Provided data
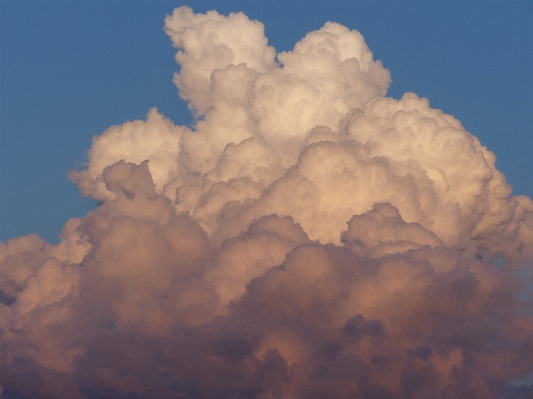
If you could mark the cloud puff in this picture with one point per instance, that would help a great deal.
(308, 238)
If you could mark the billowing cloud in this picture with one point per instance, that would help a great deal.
(308, 238)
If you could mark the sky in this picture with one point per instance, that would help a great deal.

Aim of the task
Can you reproduce every entry above word for word, omitting the pictures?

Exercise response
If you could mark the cloud puff in this picture with one point per instance, that would help a great deal.
(308, 238)
If you could mark the billowing cloud in this picture with one point per instance, that would help a great deal.
(308, 238)
If you could mark the sky in this picture with one point per instance, that would help a great deal.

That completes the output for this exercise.